§ Excerpt to read
— start —

MallocGuardEdges, MallocDoNotProtectPrelude, MallocDoNotProtectPostlude

In order to catch buffer overruns, malloc can protect memory before and after the buffer so that reads or writes will cause a bad memory access and crash the program. With the MallocGuardEdges set, guard pages are placed on each side of large (4096 bytes or more) buffers. MallocDoNotProtectPrelude and MallocDoNotProtectPostlude remove the guard page on one end of the block. These options have no effect on memory allocations smaller than 4096 bytes.

MallocCheckHeapStart, MallocCheckHeapEach

These options allow you to check for corruption of malloc's own internal data structures (via a badly-behaved program writing where it shouldn't) by running the heap checking routines at intervals. The MallocCheckHeapStart is set to the number of allocations that should be performed before heap checking is performed, and MallocCheckHeapEach specifies the interval after that point that checking should be performed. As the program runs, it will print a message at each successful check, naming the total number of allocations performed:

MallocCheckHeap: PASSED check at 37800th operation

MallocCheckHeapSleep, MallocCheckHeapAbort

You can set MallocCheckHeapSleep to cause a program to sleep when When a corruption occurs, you should be able to identify the number of allocations that have probably been performed, and can then adjust MallocCheckHeapStart and MallocCheckHeapEach to better refine the guess about where the problem occurs. When you are close to the source of the problem, you can set MallocCheckHeapAbort to break into the debugger when the corruption has occurred. Or, you can set MallocCheckHeapSleep to allow attaching the debugger.

Turning on the options

The above options are turned on and off using environment variables. The variables can set in several ways. First, the environment variable can be set in the shell immediately before executing the program to be tested. Variables that are on or off are set by defining or undefining the symbol. Variables such as MallocCheckHeapStart and MallocCheckHeapEach are set to the desired value of checking. Variables can be turned off with unsetenv.

    
                % setenv MallocStackLogging any_value
              
                % setenv MallocCheckHeapStart 1000
              
                % setenv MallocCheckHeapEach 100
              
                % MyApp

Second, you could set the environment variables in your shell's startup file so that they're always used. Finally, if you run the program in gdb, you can set environment variables inside gdb by using the command "set env":

    
                % gdb appname
              
                <gdb> set env MallocStackLogging 1
              
                <gdb> run

Options needed by performance tools

Some of the performance tools require these options to be set in order to gather their data. malloc_history, a command line tool, can identify the allocation site of specific blocks if the MallocStackLogging flag is set, and can describe the blocks previously allocated at an address if the MallocStackLoggingNoCompact environment variable is set. The leaks command line tool will name the allocation site of a leaked buffer if MallocStackLogging is set. See the man page for leaks and malloc history for more details.

Man pages are viewed by typing "man malloc_history" from the command line.

— end —

Copy the malloc options text from "MallocCheckHeapSleep, MallocCheckHeapAbort" up to and including "attaching the debugger.", putting "debugging tool" wherever "debugger" appears.

§ Available data

— start —

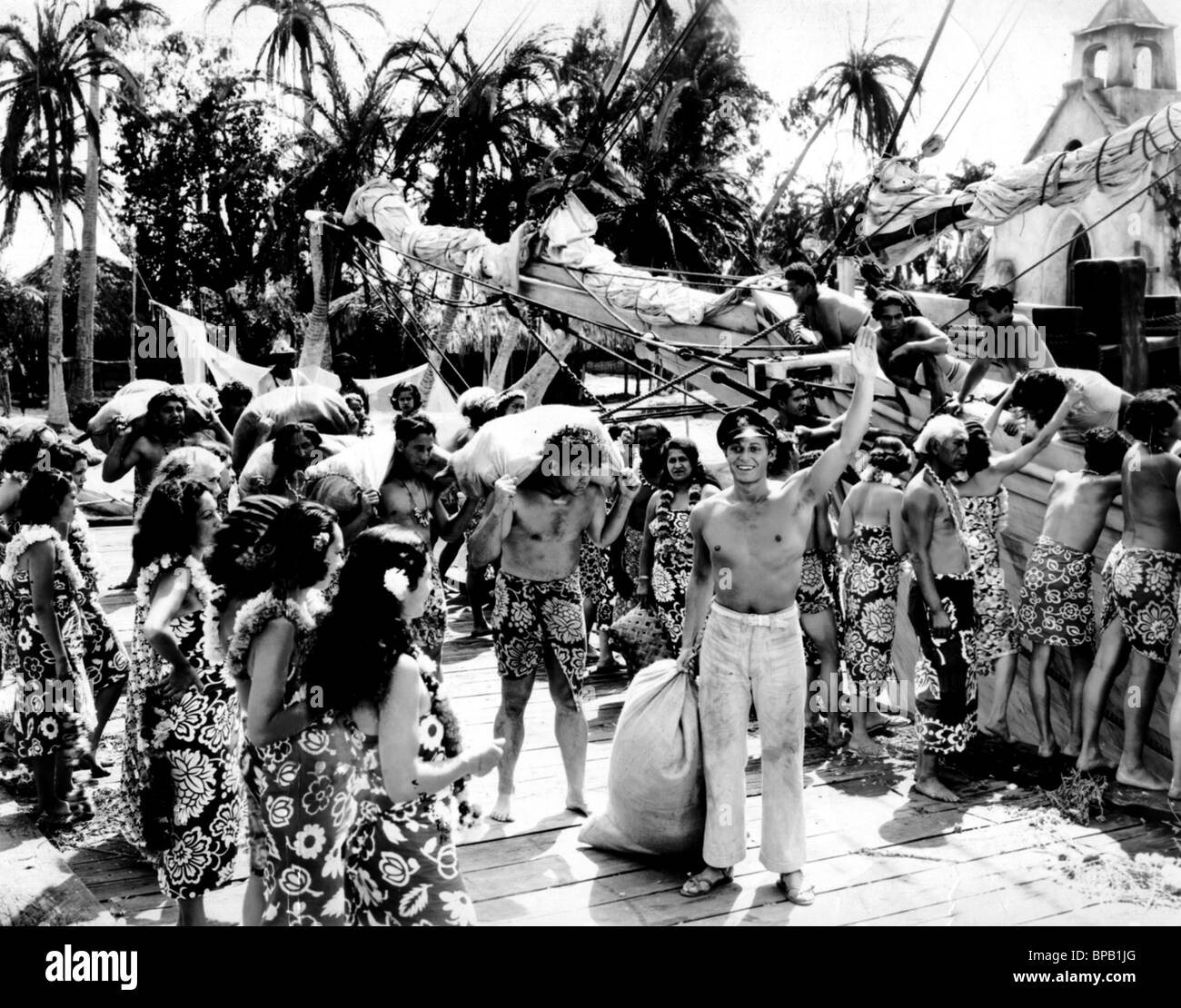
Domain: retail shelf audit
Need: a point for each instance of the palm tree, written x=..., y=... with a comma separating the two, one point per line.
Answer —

— end —

§ Correct result
MallocCheckHeapSleep, MallocCheckHeapAbort

You can set MallocCheckHeapSleep to cause a program to sleep when When a corruption occurs, you should be able to identify the number of allocations that have probably been performed, and can then adjust MallocCheckHeapStart and MallocCheckHeapEach to better refine the guess about where the problem occurs. When you are close to the source of the problem, you can set MallocCheckHeapAbort to break into the debugging tool when the corruption has occurred. Or, you can set MallocCheckHeapSleep to allow attaching the debugging tool.